__Data supplied__
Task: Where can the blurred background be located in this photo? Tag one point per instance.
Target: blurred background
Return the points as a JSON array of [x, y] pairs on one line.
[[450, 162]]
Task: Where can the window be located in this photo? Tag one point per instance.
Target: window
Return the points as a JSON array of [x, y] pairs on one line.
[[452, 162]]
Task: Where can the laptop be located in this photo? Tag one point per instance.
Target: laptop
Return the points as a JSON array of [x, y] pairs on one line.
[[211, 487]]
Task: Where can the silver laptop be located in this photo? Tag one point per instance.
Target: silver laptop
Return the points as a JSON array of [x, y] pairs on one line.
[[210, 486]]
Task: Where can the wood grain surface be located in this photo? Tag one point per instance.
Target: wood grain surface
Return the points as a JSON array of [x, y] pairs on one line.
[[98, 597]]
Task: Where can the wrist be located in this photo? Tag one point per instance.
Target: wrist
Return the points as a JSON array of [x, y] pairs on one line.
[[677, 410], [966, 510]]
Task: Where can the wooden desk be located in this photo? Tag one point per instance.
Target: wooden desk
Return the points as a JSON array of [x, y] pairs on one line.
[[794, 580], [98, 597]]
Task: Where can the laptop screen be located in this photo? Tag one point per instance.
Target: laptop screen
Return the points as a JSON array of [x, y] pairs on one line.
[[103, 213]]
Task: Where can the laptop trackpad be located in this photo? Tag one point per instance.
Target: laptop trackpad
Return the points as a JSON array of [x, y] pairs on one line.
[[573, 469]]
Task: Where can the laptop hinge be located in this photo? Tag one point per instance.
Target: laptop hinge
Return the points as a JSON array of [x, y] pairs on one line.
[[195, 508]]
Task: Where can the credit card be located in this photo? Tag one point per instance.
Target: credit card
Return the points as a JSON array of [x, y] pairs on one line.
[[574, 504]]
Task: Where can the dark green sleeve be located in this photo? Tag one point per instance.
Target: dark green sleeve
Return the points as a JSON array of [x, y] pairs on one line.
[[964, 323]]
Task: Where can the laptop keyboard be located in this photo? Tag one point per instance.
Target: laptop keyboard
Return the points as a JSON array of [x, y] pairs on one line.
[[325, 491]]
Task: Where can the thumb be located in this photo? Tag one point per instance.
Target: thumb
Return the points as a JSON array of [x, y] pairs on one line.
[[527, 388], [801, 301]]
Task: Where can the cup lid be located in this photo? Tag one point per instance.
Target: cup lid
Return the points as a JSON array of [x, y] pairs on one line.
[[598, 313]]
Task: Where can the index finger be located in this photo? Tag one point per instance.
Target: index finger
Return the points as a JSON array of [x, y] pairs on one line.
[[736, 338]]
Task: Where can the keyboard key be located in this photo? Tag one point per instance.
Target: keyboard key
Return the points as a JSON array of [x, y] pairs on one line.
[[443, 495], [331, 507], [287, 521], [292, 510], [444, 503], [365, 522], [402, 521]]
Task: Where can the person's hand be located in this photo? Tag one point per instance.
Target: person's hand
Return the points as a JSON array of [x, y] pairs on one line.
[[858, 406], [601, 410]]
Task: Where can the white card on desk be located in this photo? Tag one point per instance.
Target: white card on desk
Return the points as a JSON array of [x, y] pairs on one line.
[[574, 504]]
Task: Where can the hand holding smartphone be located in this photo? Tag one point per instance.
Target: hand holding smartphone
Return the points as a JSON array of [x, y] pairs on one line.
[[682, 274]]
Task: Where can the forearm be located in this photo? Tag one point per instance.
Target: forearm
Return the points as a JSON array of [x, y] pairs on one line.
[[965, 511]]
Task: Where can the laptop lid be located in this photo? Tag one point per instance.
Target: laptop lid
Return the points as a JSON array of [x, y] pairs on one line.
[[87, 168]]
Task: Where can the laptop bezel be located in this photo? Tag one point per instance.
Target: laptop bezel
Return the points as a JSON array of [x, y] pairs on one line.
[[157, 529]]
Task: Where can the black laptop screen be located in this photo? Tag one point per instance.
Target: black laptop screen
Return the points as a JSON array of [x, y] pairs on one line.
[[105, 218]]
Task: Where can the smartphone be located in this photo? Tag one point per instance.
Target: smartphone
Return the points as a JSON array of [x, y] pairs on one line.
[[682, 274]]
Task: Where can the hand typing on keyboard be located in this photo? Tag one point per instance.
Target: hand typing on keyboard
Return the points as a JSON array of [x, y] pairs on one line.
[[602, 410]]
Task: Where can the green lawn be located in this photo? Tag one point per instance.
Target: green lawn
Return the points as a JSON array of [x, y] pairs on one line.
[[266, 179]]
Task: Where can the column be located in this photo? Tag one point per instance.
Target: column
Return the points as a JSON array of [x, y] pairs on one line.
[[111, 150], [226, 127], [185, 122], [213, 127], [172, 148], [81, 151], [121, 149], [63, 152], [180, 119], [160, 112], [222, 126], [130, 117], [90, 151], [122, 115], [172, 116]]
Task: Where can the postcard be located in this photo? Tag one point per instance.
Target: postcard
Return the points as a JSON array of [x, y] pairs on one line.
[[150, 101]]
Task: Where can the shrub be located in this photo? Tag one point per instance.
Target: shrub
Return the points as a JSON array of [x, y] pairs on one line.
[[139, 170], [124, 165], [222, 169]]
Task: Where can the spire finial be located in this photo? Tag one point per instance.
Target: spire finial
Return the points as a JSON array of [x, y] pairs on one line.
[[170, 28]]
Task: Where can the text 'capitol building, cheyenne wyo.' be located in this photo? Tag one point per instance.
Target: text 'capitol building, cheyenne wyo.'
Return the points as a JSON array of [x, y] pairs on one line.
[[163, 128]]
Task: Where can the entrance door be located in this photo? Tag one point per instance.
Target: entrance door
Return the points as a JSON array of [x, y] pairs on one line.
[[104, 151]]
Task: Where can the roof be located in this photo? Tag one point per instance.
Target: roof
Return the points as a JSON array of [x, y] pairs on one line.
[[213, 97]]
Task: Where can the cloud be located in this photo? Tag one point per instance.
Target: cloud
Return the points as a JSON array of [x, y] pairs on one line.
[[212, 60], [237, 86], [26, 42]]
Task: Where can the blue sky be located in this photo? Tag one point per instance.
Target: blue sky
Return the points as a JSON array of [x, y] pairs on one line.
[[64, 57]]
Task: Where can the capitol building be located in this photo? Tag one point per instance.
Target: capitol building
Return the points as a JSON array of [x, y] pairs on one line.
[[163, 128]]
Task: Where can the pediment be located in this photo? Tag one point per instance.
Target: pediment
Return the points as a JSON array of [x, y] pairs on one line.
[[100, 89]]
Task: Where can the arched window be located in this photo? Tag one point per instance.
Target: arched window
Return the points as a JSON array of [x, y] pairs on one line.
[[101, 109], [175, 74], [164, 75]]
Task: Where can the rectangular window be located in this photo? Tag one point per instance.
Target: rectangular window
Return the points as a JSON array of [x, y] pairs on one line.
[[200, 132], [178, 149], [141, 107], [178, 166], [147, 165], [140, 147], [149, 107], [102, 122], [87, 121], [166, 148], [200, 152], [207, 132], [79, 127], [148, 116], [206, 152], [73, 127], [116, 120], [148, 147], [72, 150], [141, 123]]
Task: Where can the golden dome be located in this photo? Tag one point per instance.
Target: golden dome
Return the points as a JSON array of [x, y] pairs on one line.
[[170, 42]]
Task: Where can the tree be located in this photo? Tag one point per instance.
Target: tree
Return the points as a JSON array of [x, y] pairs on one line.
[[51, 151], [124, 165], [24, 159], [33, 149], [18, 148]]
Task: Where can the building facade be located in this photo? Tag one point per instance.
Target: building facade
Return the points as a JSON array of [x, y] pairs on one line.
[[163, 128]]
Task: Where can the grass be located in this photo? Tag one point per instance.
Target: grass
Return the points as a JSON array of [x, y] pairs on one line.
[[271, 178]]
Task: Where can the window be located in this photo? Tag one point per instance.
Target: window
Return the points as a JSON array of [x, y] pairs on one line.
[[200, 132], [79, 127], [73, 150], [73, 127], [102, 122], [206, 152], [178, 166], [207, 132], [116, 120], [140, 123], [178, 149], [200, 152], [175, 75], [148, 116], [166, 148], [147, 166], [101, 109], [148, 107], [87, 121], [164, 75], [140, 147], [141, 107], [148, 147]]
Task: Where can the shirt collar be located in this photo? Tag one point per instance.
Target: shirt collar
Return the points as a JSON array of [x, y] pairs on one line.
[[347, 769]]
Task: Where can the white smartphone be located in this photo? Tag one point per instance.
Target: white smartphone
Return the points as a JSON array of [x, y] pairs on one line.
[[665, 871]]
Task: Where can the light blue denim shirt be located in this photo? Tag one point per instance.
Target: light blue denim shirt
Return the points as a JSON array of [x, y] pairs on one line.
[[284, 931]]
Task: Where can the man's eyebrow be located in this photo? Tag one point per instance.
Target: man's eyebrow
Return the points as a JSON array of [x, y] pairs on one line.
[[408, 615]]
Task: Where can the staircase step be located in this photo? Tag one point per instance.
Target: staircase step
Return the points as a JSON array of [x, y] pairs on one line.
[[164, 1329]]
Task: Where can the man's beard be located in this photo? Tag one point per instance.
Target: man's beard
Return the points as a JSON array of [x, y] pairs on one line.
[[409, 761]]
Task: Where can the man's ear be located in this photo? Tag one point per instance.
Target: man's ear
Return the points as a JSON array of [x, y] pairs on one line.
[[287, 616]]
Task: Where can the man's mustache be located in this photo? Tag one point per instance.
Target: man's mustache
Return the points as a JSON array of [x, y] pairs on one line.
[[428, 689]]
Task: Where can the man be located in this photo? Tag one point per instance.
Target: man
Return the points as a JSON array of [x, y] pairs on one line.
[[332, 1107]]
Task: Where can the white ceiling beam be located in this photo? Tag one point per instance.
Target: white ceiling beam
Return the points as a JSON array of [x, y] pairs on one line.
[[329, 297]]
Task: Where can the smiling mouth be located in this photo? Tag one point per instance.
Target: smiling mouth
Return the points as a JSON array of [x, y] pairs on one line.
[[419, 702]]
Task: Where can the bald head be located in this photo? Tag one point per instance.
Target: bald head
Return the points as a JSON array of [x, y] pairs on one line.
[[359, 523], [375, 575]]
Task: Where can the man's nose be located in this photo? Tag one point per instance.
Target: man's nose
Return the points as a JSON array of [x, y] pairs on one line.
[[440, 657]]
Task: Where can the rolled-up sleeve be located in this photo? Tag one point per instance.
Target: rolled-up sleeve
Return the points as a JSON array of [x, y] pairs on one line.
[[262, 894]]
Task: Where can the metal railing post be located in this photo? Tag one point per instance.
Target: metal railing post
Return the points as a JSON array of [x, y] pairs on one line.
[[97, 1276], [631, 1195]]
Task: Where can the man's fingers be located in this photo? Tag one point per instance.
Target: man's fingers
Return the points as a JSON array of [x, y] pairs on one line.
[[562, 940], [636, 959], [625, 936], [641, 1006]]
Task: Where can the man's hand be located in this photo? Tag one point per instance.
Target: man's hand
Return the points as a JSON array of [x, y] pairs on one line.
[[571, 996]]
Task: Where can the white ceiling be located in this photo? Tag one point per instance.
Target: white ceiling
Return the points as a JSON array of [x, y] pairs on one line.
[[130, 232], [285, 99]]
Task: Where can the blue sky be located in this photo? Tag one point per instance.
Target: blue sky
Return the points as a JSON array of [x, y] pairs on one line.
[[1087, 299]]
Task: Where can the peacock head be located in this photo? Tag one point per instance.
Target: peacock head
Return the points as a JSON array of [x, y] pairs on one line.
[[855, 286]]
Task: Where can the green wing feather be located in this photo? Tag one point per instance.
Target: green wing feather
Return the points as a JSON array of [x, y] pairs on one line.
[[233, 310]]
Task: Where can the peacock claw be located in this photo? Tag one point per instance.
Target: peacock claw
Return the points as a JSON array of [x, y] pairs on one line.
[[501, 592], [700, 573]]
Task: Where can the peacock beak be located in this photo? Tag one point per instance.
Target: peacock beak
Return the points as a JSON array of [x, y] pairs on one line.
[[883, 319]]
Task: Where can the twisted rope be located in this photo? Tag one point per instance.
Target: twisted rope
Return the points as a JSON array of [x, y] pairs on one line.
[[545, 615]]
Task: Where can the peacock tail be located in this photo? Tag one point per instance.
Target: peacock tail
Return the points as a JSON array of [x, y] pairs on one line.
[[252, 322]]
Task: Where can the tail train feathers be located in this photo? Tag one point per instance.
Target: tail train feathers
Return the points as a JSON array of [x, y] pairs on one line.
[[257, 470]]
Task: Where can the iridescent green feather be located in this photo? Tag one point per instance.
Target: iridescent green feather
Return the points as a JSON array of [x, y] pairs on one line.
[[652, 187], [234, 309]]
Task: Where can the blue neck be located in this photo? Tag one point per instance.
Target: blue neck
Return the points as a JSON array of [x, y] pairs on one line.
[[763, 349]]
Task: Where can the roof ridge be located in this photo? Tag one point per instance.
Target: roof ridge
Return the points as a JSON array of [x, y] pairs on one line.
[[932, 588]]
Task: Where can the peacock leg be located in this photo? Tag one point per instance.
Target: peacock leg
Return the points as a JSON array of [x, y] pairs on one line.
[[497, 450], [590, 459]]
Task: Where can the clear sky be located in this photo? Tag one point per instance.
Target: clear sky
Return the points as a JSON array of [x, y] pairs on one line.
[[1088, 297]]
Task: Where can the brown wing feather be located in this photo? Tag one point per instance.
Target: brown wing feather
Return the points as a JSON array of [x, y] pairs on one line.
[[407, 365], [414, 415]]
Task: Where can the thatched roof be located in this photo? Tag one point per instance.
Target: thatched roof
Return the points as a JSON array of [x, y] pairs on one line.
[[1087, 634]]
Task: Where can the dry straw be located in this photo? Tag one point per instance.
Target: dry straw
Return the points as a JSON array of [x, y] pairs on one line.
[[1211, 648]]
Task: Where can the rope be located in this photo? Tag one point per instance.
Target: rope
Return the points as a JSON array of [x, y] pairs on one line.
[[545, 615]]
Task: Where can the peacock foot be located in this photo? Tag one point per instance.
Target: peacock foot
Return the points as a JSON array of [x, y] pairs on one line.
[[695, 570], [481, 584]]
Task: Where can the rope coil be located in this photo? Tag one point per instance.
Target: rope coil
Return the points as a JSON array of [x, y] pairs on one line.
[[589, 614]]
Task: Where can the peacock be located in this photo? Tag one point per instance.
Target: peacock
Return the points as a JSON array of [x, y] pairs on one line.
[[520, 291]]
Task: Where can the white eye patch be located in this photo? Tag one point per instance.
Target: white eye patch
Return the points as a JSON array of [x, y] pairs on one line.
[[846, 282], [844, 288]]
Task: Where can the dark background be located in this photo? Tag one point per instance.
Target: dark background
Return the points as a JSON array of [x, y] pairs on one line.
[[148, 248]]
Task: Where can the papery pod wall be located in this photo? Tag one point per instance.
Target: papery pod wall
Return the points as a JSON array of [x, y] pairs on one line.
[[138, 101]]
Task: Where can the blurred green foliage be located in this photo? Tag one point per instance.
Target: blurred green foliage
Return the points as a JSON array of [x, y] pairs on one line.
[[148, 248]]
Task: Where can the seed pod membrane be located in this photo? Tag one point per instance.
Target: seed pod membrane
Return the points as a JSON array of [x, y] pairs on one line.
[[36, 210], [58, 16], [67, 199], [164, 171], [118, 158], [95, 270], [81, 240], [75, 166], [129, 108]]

__What you need to do__
Whenever a line above includes the string "neck", copy it.

__Result of this task__
Task: Where can the blue neck be located in this photo? Tag one point per instance.
Target: blue neck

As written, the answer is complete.